#### WHAT THE TASK REQUIRES
Please copy out each line of the listing that contains the word "dark".

#### RECORDS SHOWN
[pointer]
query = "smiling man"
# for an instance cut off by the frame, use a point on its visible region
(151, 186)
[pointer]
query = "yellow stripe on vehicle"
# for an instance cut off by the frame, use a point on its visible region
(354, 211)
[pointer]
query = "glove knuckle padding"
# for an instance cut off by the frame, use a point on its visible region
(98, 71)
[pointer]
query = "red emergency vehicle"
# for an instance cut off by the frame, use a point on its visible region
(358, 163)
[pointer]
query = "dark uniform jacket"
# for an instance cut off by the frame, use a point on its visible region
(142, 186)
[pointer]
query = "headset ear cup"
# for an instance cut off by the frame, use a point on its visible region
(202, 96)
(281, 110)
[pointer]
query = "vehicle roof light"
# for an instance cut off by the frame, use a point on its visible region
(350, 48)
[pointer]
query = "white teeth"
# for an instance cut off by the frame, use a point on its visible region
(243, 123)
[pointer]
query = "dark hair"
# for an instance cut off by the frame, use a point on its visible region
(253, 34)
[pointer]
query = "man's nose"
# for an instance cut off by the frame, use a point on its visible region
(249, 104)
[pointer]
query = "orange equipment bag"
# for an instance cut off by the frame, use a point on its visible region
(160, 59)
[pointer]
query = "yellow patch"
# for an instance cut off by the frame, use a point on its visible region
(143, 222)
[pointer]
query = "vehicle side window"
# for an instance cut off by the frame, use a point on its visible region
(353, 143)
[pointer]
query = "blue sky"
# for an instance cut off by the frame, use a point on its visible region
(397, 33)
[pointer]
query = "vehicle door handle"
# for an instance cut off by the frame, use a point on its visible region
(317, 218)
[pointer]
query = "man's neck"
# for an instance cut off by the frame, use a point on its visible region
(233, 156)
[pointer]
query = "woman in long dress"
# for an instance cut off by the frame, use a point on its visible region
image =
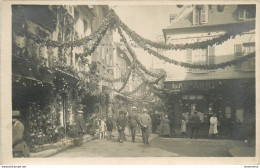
(213, 129)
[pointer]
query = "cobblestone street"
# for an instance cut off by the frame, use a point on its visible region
(159, 147)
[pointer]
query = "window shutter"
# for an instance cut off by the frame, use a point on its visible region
(203, 15)
(238, 51)
(238, 54)
(195, 16)
(189, 56)
(211, 55)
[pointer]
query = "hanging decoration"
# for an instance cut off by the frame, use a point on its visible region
(197, 45)
(108, 22)
(123, 86)
(135, 90)
(132, 53)
(198, 66)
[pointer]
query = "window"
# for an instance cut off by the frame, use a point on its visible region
(246, 14)
(242, 50)
(85, 26)
(201, 56)
(200, 14)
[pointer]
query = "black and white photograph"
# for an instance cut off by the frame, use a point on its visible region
(131, 81)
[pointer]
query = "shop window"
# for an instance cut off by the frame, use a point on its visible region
(200, 14)
(246, 14)
(228, 112)
(202, 57)
(242, 50)
(239, 115)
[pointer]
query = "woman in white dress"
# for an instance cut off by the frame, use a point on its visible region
(213, 129)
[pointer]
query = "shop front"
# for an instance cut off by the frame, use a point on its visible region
(232, 100)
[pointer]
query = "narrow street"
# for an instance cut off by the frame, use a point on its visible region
(158, 147)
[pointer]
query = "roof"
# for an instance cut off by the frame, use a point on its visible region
(227, 16)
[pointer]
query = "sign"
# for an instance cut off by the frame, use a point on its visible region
(192, 97)
(201, 85)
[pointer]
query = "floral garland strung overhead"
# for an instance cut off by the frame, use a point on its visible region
(123, 86)
(122, 77)
(107, 22)
(203, 44)
(135, 90)
(155, 81)
(198, 66)
(132, 53)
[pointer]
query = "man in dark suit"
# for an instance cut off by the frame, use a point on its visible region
(132, 118)
(80, 126)
(121, 124)
(195, 124)
(145, 122)
(20, 148)
(109, 124)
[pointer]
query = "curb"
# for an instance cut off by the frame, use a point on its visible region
(51, 152)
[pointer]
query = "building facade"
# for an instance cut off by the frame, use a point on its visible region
(227, 92)
(51, 82)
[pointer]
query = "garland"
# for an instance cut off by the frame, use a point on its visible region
(148, 81)
(135, 90)
(132, 53)
(203, 44)
(107, 22)
(198, 66)
(120, 78)
(119, 90)
(95, 45)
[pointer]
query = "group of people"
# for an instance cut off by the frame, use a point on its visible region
(133, 120)
(190, 126)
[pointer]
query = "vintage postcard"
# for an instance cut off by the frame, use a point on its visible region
(130, 82)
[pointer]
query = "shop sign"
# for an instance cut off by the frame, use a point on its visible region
(192, 97)
(207, 84)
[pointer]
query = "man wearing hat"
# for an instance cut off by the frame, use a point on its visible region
(133, 121)
(121, 124)
(145, 122)
(195, 124)
(19, 145)
(80, 126)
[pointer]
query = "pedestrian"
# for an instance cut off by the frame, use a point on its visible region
(213, 129)
(20, 148)
(195, 124)
(133, 121)
(183, 126)
(80, 126)
(154, 122)
(102, 125)
(145, 122)
(110, 126)
(165, 127)
(121, 124)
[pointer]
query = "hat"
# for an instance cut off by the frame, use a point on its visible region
(16, 113)
(134, 108)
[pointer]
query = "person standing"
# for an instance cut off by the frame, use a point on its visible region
(145, 122)
(110, 126)
(213, 129)
(195, 124)
(102, 125)
(133, 121)
(165, 128)
(20, 148)
(80, 126)
(121, 124)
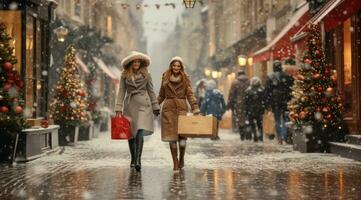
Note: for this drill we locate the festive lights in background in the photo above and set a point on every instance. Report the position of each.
(316, 102)
(69, 105)
(139, 6)
(11, 88)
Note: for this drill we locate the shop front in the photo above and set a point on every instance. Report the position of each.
(340, 24)
(281, 46)
(28, 25)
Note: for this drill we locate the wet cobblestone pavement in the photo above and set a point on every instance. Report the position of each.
(224, 169)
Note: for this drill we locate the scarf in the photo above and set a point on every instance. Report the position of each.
(174, 79)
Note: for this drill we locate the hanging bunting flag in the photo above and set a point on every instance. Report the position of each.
(125, 5)
(170, 4)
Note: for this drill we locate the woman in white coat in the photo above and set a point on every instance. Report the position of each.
(137, 101)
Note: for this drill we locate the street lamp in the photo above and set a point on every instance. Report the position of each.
(242, 60)
(250, 61)
(207, 72)
(61, 32)
(189, 3)
(214, 74)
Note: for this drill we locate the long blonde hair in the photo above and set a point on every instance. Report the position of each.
(128, 72)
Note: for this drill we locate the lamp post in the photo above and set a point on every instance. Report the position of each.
(214, 74)
(189, 3)
(207, 72)
(61, 32)
(242, 60)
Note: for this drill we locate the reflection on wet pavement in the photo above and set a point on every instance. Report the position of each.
(226, 169)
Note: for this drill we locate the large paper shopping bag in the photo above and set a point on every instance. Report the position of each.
(269, 123)
(197, 126)
(226, 122)
(121, 129)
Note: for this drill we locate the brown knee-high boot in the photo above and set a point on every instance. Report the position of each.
(174, 152)
(182, 151)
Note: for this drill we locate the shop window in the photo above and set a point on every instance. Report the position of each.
(35, 92)
(77, 8)
(40, 70)
(13, 24)
(30, 67)
(347, 65)
(109, 26)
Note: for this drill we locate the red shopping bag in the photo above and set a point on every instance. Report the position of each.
(120, 128)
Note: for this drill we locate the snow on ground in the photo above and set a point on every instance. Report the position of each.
(229, 152)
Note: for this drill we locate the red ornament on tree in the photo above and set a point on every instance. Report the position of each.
(317, 76)
(4, 109)
(7, 86)
(330, 90)
(18, 109)
(81, 93)
(325, 109)
(303, 114)
(308, 61)
(327, 71)
(44, 123)
(8, 66)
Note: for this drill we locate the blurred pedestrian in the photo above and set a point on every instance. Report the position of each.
(236, 102)
(175, 92)
(213, 103)
(200, 91)
(137, 100)
(255, 107)
(278, 92)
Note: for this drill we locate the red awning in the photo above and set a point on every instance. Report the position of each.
(262, 57)
(281, 46)
(332, 14)
(81, 64)
(341, 13)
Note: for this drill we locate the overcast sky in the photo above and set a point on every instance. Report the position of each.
(158, 23)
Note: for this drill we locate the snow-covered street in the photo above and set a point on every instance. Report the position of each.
(224, 169)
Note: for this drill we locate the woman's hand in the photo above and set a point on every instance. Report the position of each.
(156, 112)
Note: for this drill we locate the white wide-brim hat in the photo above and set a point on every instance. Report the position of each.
(135, 55)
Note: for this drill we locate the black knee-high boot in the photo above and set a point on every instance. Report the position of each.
(131, 144)
(138, 150)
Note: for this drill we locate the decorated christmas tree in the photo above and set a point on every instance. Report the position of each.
(70, 100)
(11, 88)
(316, 106)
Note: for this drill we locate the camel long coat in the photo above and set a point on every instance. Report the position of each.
(174, 97)
(138, 100)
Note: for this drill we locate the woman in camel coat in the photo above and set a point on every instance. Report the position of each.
(137, 100)
(174, 93)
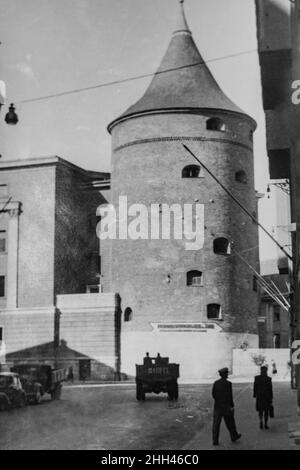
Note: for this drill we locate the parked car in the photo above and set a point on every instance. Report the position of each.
(38, 379)
(11, 391)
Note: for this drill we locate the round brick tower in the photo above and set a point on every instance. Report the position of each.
(161, 283)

#### RESULT
query = "dark uniform jacket"
query = "dark hair"
query = "man in dark suit"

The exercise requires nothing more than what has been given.